# Black to the core update.



## Deleted member 24505 (Jan 30, 2008)

I got my lian li v1000b plus II today,so heres some upto date pics.

I cant post in the case gallery so i'll put it here for now(till a mod moves it )



















The wirings not perfect,but i'm off to my mates at weekend to put some strategic holes in it for cables.


----------



## Black Panther (Jan 30, 2008)

Nice setup. Love the copper coolers, and hope you get the rest to match.

Btw, it's the first time I've seen a bottle of shampoo and another one of sweet onions next to a pc... normally it's pizza/takeway and drinks!


----------



## Nitro-Max (Jan 30, 2008)

vry nice m8 im dying to put my case on the gallery too as ive done some custom spraying etc got the cable management done quite well too but im waiting on a 3870x2 and i dont want to post till its completed.


----------



## mitsirfishi (Jan 30, 2008)

nice case tigg  hope your cable stradigy works


----------



## Deleted member 24505 (Feb 1, 2008)

I redid the wiring today,and turned the hdd's around in the rack so th wires are hidden.

whatcha think?


















I'll be cutting a window soon,or buying the windowed panel.


----------



## Deleted member 24505 (Feb 4, 2008)

Heres how my setup looks now.


----------



## InnocentCriminal (Feb 4, 2008)

◆ **Task 1**:
Answer each question about the forum thread on its own line:
(a) Which case did the first poster receive?
(b) Which two bottles did Black Panther notice next to the PC?
(c) Which card is Nitro-Max waiting on before posting?
◆ **Task 2**: Please pull a passage out of the forum thread word for word, starting at the words "Btw, it's the" and stopping after "till its completed.".

◆ **Dataset content**:
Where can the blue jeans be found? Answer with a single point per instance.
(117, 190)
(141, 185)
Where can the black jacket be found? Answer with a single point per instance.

◆ **Complete response 1**:
(a) A lian li v1000b plus II
(b) A bottle of shampoo and a bottle of sweet onions
(c) A 3870x2

◆ **Complete response 2**:
Btw, it's the first time I've seen a bottle of shampoo and another one of sweet onions next to a pc... normally it's pizza/takeway and drinks!


----------



## Nitro-Max (Jan 30, 2008)

vry nice m8 im dying to put my case on the gallery too as ive done some custom spraying etc got the cable management done quite well too but im waiting on a 3870x2 and i dont want to post till its completed.